* EXCERPTED TEXT *
At every time, the storage system will charge, discharge, or do neither as per best satisfying the peak-shaving objective. The system will ingest energy when S(t) satisfies the conditions f^peak = 0, J(t) ≠ J^Peak, v(t) < V_max, b(t) < 0. The system will discharge energy when S(t) satisfies the conditions f^peak = 1, J(t) = J^Peak, V_min < v(t), b(t) > 0. Finally, the system will hold its current energy level when S(t) satisfies the conditions f^peak = 1, J(t) = J^Peak, V_min =v(t), b(t) = 0. This holding condition means that the storage system is fully energized or de-energized and awaiting a more optimal time to switch states.

D. Actions
At every time step t, the storage management decision is given by the vector a(t) = (e_t^dc, e_t^c), where e_t^dc represents energy discharge and e_t^c represents energy charge at time t. The mutually exclusive actions capture the charge and discharge rate of the storage system. A positive value of a_t means the storage system injects energy into the BTM load, relieving strain on the grid. A negative value of a_t means the storage system ingests energy for future injection. The algorithm executes one of four actions: begin charging a_c , where a(t) = (e_t^dc = 0, e_t^c); begin discharging a_dc , where a(t) = (e_t^dc, e_t^c = 0); halt charging or discharging a_dc , where a(t) = (e_t^dc = 0, e_t^c = 0); and maintain previous state a0,

where a(t) = a_t−1. The decision states are constrained by requiring that the total amount of energy stored in the device does not exceed its energy capacity: V_min < v(t) < V_max. The relationships between states and actions are illustrated in
Figure 1.

* STATED EXERCISE *
List every action that the storage-management excerpt says the algorithm can execute.

* RECORDS PROVIDED *

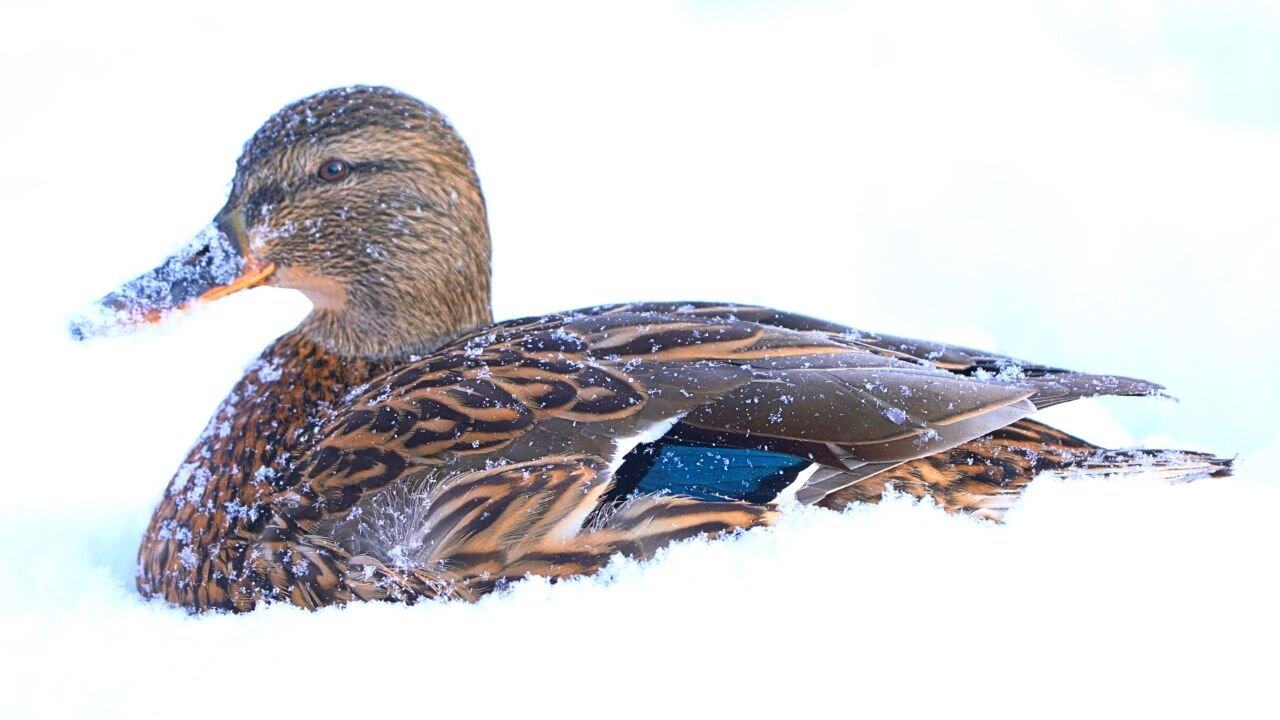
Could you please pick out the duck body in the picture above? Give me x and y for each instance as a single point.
(548, 445)
(398, 445)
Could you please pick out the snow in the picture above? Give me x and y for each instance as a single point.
(1072, 183)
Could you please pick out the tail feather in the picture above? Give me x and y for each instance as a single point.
(984, 477)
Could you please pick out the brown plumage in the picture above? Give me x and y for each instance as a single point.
(397, 446)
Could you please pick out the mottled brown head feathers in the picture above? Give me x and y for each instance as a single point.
(396, 253)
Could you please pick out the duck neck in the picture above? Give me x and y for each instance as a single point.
(193, 552)
(380, 319)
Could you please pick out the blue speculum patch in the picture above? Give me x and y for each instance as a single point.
(707, 472)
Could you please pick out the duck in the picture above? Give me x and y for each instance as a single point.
(400, 445)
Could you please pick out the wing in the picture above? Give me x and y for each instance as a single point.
(478, 529)
(599, 382)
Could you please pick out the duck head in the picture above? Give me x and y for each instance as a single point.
(364, 199)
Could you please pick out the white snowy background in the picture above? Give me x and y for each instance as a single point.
(1089, 185)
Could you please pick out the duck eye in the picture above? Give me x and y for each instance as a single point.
(334, 171)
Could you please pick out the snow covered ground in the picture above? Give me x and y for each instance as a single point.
(1086, 185)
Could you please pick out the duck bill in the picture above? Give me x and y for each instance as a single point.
(214, 264)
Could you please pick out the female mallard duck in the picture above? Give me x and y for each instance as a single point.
(397, 445)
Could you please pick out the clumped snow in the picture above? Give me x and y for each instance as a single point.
(1055, 182)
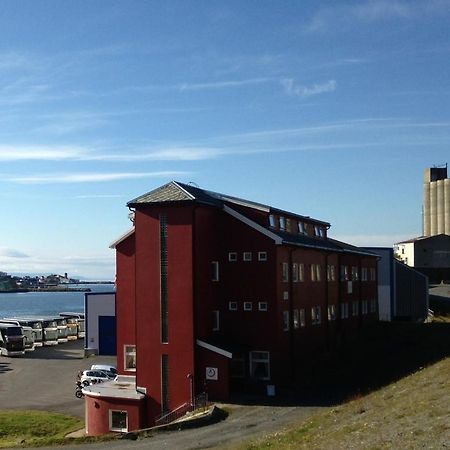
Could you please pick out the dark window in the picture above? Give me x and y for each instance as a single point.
(163, 267)
(164, 384)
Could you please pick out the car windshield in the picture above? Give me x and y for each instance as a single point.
(14, 331)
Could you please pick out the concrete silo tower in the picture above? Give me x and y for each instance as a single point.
(436, 201)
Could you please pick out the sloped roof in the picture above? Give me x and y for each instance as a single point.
(178, 192)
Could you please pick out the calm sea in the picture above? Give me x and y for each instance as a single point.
(46, 303)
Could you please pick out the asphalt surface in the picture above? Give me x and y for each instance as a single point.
(45, 380)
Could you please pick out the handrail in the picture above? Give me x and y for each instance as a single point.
(201, 401)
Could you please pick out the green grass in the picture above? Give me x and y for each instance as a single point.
(411, 413)
(38, 428)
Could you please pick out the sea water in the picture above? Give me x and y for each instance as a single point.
(47, 303)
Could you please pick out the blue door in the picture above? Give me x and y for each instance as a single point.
(106, 335)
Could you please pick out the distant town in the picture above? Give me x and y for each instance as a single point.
(10, 283)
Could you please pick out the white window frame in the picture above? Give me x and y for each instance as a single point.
(331, 312)
(252, 362)
(316, 315)
(302, 318)
(296, 319)
(272, 221)
(284, 272)
(232, 256)
(111, 428)
(127, 352)
(263, 306)
(262, 256)
(286, 319)
(215, 271)
(216, 320)
(344, 310)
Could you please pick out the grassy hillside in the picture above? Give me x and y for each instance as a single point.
(411, 413)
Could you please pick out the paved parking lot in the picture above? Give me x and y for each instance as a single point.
(45, 379)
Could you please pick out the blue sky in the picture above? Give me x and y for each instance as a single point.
(326, 108)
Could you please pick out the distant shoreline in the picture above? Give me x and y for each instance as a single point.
(44, 289)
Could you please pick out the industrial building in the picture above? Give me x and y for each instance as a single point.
(220, 294)
(436, 202)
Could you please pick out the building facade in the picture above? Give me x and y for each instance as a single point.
(436, 202)
(218, 294)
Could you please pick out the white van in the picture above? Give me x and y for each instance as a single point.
(105, 367)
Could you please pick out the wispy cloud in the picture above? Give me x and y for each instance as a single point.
(223, 84)
(12, 253)
(90, 177)
(373, 11)
(23, 153)
(292, 88)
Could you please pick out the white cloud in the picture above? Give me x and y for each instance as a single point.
(222, 84)
(292, 88)
(372, 11)
(90, 177)
(22, 153)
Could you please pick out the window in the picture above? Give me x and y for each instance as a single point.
(316, 315)
(237, 366)
(164, 292)
(365, 307)
(373, 305)
(262, 256)
(301, 228)
(272, 221)
(344, 310)
(331, 312)
(215, 271)
(247, 256)
(315, 272)
(260, 365)
(302, 318)
(301, 272)
(285, 272)
(295, 272)
(118, 420)
(331, 274)
(285, 320)
(232, 306)
(164, 383)
(364, 274)
(288, 225)
(130, 357)
(248, 306)
(216, 321)
(232, 256)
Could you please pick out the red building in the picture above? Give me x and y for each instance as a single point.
(216, 293)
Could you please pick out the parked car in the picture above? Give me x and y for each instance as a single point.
(96, 376)
(106, 367)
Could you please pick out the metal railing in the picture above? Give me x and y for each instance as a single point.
(199, 402)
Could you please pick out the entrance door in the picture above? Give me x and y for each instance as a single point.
(107, 335)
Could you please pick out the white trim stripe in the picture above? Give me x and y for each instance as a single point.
(214, 349)
(253, 225)
(121, 238)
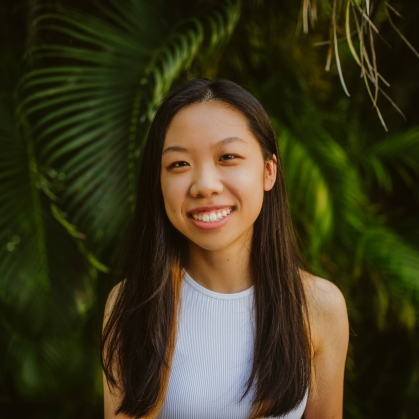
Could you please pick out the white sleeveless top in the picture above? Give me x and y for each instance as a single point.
(213, 356)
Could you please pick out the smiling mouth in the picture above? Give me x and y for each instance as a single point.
(212, 216)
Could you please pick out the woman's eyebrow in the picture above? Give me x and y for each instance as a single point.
(229, 140)
(175, 148)
(218, 144)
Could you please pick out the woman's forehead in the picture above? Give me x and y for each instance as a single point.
(211, 121)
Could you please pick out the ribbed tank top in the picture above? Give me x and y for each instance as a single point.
(213, 356)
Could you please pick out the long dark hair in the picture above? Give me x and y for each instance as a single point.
(139, 337)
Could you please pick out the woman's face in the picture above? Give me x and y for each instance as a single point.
(213, 175)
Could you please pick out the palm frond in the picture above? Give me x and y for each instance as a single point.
(90, 115)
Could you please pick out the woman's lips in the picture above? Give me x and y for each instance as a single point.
(212, 224)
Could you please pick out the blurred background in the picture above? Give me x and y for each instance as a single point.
(79, 83)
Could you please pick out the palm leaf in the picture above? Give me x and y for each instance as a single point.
(90, 115)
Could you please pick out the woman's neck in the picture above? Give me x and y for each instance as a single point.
(226, 271)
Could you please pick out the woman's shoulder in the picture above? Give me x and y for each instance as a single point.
(327, 310)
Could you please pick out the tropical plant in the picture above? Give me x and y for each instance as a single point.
(72, 132)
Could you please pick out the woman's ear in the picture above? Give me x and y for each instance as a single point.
(270, 173)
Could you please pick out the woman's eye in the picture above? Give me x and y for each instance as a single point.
(177, 164)
(228, 157)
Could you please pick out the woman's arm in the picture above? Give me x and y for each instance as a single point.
(330, 334)
(111, 401)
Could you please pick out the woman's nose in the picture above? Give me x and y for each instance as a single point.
(206, 183)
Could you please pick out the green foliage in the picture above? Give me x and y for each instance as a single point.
(72, 128)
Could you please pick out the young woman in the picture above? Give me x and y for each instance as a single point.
(217, 317)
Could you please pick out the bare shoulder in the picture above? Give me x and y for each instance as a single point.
(327, 310)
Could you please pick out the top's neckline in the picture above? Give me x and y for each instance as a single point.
(214, 294)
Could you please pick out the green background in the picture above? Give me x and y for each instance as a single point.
(79, 83)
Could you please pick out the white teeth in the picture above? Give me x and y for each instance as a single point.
(213, 216)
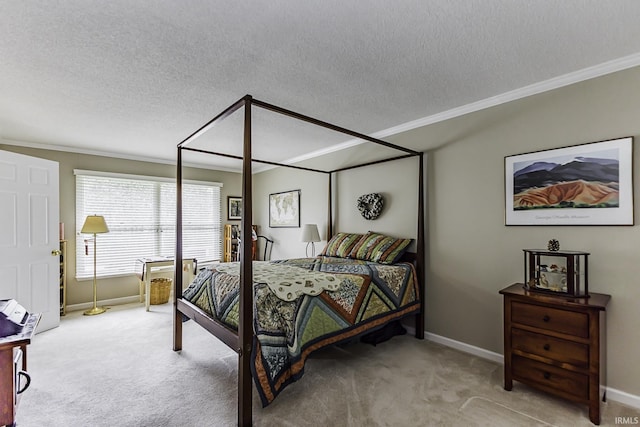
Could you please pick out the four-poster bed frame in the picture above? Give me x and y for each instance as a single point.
(241, 341)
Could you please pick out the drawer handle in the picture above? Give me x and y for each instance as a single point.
(27, 377)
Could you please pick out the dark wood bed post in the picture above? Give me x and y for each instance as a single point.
(420, 249)
(245, 324)
(177, 270)
(330, 211)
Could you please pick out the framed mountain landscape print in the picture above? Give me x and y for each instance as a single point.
(588, 184)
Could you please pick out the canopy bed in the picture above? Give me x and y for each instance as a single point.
(361, 282)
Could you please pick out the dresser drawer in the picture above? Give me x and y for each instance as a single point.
(563, 351)
(552, 319)
(571, 384)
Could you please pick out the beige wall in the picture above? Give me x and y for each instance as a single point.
(472, 254)
(398, 219)
(79, 292)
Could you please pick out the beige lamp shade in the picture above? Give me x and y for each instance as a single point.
(310, 233)
(94, 224)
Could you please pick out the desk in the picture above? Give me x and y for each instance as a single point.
(13, 366)
(144, 273)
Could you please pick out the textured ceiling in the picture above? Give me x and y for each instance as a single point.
(133, 78)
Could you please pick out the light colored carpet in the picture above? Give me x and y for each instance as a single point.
(118, 368)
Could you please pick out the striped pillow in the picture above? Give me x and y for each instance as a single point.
(340, 244)
(380, 248)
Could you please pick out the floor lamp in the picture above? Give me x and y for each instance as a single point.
(94, 224)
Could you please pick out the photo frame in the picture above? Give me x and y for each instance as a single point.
(234, 208)
(284, 209)
(587, 184)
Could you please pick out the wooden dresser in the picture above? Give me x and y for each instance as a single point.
(556, 344)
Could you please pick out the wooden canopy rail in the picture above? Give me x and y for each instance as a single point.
(241, 340)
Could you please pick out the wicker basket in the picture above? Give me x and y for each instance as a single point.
(160, 290)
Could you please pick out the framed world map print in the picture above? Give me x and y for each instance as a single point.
(284, 209)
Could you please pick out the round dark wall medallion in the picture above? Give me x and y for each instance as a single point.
(370, 205)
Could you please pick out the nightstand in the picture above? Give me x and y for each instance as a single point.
(556, 344)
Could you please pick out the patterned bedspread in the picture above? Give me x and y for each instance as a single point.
(286, 332)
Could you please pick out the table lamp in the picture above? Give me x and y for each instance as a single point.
(310, 235)
(94, 224)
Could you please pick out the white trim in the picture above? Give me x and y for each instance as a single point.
(143, 177)
(611, 393)
(588, 73)
(523, 92)
(107, 302)
(623, 397)
(136, 158)
(466, 348)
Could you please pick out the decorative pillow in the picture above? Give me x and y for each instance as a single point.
(380, 248)
(340, 245)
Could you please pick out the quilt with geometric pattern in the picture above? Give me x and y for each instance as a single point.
(370, 295)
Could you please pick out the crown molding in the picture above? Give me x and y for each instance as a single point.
(584, 74)
(77, 150)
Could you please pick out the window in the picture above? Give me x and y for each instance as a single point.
(141, 215)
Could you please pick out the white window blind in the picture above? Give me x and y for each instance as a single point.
(141, 215)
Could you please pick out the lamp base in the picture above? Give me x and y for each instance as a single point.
(95, 310)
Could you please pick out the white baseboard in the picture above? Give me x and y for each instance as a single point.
(612, 393)
(107, 302)
(623, 397)
(467, 348)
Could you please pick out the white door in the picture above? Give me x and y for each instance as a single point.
(29, 233)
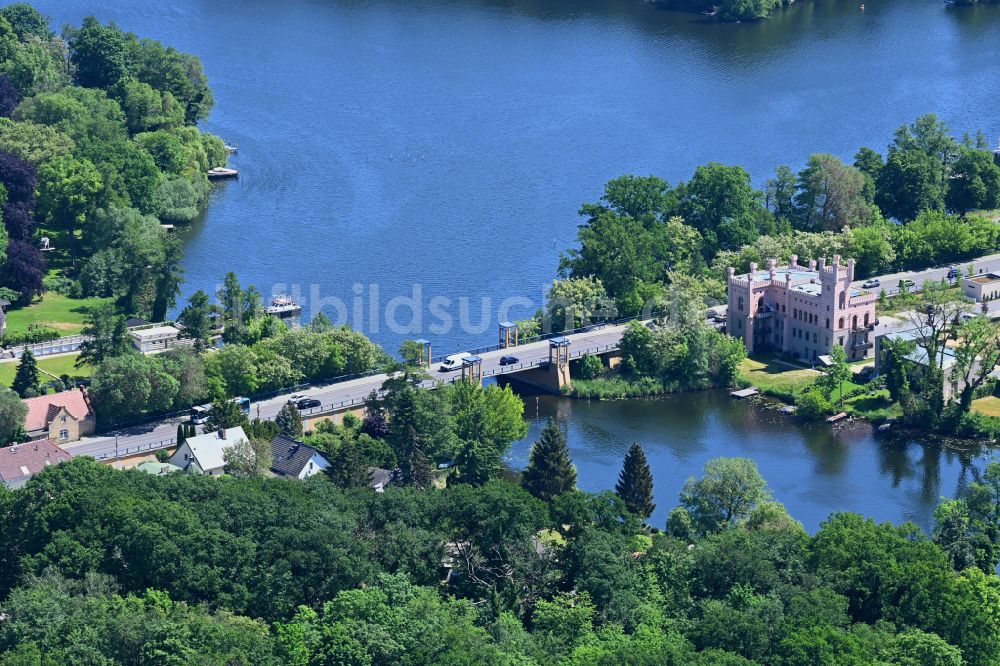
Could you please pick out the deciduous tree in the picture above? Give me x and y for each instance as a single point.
(289, 421)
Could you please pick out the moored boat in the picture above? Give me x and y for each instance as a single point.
(284, 307)
(223, 172)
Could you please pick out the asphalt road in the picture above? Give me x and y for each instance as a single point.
(160, 434)
(890, 283)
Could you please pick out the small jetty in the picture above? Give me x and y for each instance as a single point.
(283, 307)
(223, 172)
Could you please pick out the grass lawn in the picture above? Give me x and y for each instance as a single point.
(58, 366)
(64, 314)
(848, 387)
(988, 406)
(876, 407)
(770, 374)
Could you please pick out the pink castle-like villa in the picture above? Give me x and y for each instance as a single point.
(801, 310)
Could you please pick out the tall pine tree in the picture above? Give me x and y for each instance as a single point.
(415, 469)
(550, 471)
(635, 483)
(347, 468)
(25, 382)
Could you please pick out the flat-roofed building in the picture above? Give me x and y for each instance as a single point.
(156, 337)
(803, 311)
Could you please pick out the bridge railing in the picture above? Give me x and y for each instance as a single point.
(126, 451)
(544, 336)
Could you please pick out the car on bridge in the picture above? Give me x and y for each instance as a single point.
(453, 362)
(307, 403)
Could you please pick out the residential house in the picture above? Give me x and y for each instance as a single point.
(157, 468)
(803, 311)
(953, 385)
(20, 462)
(293, 459)
(62, 417)
(204, 454)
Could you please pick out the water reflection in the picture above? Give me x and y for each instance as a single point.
(813, 468)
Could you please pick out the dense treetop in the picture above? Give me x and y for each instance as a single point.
(137, 569)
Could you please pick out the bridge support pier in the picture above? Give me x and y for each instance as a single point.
(551, 377)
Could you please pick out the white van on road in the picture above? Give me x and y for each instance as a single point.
(453, 362)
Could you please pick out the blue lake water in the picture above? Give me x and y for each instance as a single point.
(440, 149)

* RESPONSE *
- Begin charging
- Begin discharging
- Halt charging or discharging
- Maintain previous state